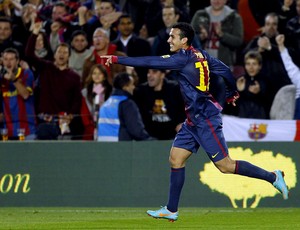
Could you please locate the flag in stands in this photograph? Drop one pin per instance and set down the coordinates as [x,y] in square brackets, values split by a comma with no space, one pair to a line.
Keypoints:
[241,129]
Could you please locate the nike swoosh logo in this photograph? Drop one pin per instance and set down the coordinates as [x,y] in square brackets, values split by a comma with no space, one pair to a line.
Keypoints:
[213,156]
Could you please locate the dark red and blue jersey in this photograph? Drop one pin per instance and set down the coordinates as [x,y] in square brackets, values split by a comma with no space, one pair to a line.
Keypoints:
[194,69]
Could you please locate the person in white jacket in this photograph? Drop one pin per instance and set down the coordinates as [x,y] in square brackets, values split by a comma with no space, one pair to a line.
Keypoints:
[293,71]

* * *

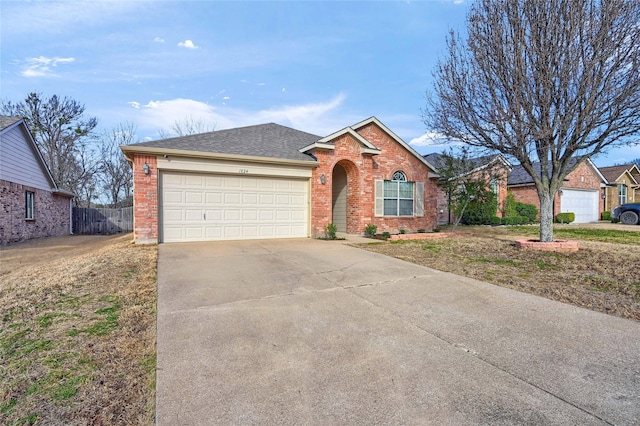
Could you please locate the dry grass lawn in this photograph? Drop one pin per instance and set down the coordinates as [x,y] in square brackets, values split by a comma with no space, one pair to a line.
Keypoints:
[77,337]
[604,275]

* * *

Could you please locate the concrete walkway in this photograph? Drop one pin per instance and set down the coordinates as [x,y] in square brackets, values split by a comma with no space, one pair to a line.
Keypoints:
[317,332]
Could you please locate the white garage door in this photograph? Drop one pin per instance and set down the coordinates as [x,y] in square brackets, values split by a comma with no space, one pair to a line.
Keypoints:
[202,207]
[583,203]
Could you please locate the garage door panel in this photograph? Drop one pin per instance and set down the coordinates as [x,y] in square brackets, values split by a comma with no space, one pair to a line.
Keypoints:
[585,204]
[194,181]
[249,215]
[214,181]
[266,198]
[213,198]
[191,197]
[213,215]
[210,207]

Your assignment >>
How many lines of the entries above contain the word "garage"? Give the number alone.

Your solution >>
2